- **REQUIREMENT 1**: From the text about the album New Love, output the stretch from "New Love is" through "the album art." word for word.
- **REQUIREMENT 2**: Name every musician that the text about the album New Love lists under additional musicians.

- **TEXT PROVIDED**:
#####

New Love is the twenty-first studio album by the Japanese rock duo B'z. It was released on May 29, 2019, about a year and a half after their previous album Dinosaur. It is the first B'z album to not have an accompanying single, though music videos were produced for "Tsuwamono, Hashiru", "Wolf", and "Majestic".

The album debuted at number one on the Oricon weekly albums chart and on the Billboard Japan album chart.

The album comes in three editions: A standard CD edition, a vinyl edition, and a limited edition box set featuring the CD with a t-shirt featuring the album art.

"Wolf" was used as the ending theme for the Japanese TV show Suits. "Majestic" was used in a Pocky commercial and "Tsuwamono, Hashiru" was used in commercials for Lipovitan to support the Japan national rugby union team.

Track listing

Personnel 
B'z
 Koshi Inaba – vocals, blues harp on "Deus"
 Tak Matsumoto – guitars

Additional musicians
 Joe Perry – guitar on "Rain & Dream"
 Yukihide "YT" Takiyama – backing vocals on "Deus" and "Majestic"
 Sam Pomanti – backing vocals on "Mr. Armour"
 Brian Tichy – drums on tracks 1, 4, 6-8, 10-13
 Shane Gaalaas – drums on "Tsuwamono, Hashiru"

#####

- **EXTRACTED RECORDS**:
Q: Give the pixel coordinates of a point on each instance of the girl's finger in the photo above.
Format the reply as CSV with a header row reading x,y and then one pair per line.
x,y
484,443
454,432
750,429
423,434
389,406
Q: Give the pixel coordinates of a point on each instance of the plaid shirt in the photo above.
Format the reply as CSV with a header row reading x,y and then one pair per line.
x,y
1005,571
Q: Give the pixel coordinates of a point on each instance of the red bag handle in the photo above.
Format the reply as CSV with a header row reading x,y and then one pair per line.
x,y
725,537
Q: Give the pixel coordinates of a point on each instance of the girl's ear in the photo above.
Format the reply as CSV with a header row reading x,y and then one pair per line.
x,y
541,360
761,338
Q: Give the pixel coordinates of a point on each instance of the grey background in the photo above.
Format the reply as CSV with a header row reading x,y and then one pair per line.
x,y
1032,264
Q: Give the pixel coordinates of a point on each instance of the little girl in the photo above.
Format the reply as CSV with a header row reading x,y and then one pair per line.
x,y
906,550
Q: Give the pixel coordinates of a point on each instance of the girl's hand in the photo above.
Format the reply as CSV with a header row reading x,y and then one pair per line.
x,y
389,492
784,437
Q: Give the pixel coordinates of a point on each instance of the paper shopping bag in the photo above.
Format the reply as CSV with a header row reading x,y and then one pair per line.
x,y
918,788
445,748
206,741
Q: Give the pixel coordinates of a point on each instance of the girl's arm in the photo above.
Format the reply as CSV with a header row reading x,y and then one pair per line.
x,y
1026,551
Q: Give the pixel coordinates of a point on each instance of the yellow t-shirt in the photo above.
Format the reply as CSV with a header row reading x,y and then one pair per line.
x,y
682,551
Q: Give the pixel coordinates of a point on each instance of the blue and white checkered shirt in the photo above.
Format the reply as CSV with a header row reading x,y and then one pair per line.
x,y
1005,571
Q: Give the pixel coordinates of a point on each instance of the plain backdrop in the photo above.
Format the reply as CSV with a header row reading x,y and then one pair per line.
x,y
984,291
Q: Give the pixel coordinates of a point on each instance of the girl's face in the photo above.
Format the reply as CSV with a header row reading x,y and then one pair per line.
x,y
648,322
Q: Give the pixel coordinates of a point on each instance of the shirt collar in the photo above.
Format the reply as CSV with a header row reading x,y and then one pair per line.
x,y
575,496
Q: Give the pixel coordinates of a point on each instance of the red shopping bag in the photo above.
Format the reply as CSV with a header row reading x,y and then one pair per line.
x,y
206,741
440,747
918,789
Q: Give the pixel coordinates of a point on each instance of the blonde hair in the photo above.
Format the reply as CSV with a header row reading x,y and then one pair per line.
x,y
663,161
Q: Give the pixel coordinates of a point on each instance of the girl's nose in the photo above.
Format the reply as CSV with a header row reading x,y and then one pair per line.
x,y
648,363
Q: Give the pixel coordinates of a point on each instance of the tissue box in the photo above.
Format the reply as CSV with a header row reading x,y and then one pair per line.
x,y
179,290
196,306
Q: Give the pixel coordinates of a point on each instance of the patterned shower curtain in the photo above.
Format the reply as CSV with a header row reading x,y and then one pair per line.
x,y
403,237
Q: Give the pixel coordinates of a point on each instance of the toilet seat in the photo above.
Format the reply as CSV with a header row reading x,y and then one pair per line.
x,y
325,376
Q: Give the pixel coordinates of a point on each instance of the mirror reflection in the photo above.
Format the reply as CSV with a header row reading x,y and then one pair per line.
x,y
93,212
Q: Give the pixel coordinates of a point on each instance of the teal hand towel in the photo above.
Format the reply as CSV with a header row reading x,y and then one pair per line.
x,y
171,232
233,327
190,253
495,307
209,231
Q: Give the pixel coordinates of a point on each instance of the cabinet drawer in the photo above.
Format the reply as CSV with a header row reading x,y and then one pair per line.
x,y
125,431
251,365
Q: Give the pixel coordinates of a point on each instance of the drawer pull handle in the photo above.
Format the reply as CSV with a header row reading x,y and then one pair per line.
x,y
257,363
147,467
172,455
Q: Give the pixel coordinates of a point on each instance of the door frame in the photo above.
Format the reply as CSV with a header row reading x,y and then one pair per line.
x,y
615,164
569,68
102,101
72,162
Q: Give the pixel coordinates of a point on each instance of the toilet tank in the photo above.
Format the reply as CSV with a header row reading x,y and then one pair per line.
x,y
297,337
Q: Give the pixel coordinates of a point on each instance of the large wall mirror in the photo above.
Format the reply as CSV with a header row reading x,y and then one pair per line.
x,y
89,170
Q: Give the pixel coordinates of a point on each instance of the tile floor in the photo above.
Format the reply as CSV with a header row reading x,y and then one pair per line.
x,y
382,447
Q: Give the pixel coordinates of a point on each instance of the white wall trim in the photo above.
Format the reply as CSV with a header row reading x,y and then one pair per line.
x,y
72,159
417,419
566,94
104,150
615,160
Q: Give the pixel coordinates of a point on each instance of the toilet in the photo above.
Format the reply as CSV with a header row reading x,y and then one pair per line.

#####

- **WRITTEN SOLUTION 1**:
New Love is the twenty-first studio album by the Japanese rock duo B'z. It was released on May 29, 2019, about a year and a half after their previous album Dinosaur. It is the first B'z album to not have an accompanying single, though music videos were produced for "Tsuwamono, Hashiru", "Wolf", and "Majestic".

The album debuted at number one on the Oricon weekly albums chart and on the Billboard Japan album chart.

The album comes in three editions: A standard CD edition, a vinyl edition, and a limited edition box set featuring the CD with a t-shirt featuring the album art.

- **WRITTEN SOLUTION 2**:
Joe Perry
Yukihide "YT" Takiyama
Sam Pomanti
Brian Tichy
Shane Gaalaas